**Collected data**

★ ★ ★ ★ ★

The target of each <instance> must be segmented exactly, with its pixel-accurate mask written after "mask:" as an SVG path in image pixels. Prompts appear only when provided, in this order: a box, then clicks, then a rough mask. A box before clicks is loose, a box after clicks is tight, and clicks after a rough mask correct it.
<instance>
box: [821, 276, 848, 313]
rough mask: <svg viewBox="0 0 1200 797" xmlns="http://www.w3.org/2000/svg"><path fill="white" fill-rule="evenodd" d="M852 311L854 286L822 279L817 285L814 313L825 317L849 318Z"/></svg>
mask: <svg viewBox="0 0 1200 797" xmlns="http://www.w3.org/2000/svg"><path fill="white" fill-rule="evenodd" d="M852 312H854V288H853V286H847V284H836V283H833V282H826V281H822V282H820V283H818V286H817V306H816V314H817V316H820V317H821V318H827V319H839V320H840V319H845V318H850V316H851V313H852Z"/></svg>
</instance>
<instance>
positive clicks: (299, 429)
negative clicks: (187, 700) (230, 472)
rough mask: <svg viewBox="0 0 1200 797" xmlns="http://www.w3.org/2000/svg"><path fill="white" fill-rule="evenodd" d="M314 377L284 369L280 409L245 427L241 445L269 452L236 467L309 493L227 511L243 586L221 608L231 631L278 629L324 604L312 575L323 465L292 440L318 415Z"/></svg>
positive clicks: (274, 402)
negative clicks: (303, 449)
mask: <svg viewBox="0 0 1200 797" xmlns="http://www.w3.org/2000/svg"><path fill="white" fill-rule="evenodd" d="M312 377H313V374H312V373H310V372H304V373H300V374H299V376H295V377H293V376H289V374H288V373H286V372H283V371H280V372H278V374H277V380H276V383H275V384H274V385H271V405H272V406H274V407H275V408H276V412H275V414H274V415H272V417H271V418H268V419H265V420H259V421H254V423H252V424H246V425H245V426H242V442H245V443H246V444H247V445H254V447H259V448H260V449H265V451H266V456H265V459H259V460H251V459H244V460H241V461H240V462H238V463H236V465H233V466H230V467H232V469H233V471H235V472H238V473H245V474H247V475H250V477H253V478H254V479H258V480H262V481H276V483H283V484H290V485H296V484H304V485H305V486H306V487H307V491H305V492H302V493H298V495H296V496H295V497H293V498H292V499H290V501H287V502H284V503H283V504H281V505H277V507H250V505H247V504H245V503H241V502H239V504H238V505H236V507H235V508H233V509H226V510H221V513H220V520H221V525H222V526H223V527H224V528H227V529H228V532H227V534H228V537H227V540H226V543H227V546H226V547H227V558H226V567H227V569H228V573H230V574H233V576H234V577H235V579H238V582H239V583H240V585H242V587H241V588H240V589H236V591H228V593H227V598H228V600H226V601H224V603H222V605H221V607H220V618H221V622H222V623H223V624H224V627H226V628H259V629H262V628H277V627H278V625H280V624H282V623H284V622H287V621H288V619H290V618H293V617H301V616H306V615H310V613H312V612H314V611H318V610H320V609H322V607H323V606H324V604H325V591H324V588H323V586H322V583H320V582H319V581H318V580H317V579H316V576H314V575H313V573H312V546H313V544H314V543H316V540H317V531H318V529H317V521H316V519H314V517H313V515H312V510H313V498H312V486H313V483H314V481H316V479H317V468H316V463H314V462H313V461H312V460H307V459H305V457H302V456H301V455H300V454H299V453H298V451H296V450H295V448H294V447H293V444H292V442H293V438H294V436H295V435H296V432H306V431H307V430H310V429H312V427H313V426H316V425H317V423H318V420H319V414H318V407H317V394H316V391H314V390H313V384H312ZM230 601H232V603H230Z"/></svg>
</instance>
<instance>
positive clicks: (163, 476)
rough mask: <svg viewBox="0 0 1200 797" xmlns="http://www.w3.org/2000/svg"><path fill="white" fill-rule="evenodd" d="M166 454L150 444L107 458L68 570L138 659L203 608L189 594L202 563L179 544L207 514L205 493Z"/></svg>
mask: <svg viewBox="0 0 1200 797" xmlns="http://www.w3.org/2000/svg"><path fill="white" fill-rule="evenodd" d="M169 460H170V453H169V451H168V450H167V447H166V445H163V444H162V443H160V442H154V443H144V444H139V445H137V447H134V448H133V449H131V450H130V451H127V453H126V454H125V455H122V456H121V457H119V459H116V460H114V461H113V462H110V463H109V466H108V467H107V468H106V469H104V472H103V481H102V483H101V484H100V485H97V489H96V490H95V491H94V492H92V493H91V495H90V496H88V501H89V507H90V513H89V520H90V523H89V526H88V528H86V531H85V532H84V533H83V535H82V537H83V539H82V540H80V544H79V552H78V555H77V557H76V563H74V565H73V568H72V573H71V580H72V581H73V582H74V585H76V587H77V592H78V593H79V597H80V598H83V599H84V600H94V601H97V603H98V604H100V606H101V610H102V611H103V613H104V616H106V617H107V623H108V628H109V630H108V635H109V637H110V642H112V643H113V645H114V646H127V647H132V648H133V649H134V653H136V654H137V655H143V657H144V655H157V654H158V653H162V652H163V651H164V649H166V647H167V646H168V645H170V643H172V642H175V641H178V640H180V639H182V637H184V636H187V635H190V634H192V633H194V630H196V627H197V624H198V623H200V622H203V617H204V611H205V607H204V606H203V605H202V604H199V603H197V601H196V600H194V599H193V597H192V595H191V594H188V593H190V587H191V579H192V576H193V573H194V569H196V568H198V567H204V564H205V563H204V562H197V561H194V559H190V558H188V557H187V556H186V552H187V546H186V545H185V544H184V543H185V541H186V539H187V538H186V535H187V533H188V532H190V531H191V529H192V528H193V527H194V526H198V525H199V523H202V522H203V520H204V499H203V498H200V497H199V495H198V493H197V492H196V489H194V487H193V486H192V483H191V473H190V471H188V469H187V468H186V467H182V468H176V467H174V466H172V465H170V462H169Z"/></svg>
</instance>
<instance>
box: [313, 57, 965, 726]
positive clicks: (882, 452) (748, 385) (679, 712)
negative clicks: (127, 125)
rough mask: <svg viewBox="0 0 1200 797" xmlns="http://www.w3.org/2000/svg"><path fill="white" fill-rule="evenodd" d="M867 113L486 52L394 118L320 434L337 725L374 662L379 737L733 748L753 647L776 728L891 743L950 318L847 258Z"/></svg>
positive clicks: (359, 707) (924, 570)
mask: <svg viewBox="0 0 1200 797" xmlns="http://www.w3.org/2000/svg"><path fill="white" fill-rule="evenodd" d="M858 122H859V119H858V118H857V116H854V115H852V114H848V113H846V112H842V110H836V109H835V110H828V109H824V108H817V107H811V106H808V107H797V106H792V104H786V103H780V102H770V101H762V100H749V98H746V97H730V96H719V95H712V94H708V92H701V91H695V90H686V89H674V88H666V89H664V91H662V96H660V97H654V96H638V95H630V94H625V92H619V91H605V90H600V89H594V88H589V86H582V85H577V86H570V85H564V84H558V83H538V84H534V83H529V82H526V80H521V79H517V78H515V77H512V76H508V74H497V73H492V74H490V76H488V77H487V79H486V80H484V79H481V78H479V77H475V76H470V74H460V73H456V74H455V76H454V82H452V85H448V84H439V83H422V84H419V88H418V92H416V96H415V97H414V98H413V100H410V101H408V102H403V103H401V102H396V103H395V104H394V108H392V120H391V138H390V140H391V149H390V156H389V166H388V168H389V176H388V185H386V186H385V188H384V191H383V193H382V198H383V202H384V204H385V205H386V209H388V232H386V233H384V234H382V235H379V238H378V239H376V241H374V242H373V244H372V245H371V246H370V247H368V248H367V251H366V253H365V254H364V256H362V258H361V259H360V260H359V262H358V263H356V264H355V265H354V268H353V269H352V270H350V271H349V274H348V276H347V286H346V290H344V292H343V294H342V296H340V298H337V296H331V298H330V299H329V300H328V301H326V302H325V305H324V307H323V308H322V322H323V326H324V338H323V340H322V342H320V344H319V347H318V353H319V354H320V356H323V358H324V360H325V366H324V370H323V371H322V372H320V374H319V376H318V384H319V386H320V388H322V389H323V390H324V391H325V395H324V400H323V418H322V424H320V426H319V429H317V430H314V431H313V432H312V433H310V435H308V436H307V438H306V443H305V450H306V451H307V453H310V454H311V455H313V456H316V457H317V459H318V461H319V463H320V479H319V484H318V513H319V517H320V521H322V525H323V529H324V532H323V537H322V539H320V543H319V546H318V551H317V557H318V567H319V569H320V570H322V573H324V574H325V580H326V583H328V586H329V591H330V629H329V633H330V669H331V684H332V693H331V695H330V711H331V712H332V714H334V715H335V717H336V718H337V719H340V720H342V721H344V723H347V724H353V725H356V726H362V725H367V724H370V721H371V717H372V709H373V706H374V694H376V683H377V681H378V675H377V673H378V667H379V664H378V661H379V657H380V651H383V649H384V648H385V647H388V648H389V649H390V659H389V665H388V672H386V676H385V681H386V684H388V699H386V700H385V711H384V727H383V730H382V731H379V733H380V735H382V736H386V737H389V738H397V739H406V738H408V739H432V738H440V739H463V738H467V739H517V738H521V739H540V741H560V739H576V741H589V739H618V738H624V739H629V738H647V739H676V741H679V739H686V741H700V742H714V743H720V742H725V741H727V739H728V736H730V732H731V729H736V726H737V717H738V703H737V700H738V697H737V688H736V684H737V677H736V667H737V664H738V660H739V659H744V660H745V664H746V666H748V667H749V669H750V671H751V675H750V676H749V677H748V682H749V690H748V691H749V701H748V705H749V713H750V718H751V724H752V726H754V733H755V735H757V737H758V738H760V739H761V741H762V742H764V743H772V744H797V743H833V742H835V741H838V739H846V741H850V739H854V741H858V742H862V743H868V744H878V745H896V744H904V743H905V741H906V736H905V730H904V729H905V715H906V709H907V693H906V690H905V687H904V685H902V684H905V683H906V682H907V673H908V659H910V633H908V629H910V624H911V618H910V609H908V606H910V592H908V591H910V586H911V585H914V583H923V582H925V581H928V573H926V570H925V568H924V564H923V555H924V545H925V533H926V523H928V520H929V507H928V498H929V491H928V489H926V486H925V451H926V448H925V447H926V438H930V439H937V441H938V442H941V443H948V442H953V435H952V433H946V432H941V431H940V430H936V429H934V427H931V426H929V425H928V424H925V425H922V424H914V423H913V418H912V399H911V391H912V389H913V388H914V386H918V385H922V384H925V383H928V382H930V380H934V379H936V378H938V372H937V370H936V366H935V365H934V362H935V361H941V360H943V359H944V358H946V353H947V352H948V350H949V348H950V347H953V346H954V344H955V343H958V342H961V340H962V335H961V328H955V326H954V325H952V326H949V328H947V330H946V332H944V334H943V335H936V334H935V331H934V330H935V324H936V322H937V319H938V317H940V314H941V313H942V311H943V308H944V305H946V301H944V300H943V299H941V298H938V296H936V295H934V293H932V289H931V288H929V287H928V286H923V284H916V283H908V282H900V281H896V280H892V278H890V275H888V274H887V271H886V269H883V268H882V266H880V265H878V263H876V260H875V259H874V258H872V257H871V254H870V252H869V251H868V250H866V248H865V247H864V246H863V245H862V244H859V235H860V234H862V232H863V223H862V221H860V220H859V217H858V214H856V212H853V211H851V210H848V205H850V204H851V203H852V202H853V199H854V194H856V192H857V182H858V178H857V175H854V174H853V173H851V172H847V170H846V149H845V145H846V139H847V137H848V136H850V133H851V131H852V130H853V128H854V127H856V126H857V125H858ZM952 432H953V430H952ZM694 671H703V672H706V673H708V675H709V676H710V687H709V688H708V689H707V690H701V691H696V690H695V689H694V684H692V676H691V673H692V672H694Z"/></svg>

★ ★ ★ ★ ★

The answer is the lines above between the line holding "negative clicks: (127, 125)" and the line holding "113L486 52L394 118L320", inclusive, each written out exactly, and no others.

negative clicks: (127, 125)
rough mask: <svg viewBox="0 0 1200 797" xmlns="http://www.w3.org/2000/svg"><path fill="white" fill-rule="evenodd" d="M867 113L486 52L394 118L320 434L337 725L374 662L379 737L733 748L753 647L776 728L891 743L950 318L847 258Z"/></svg>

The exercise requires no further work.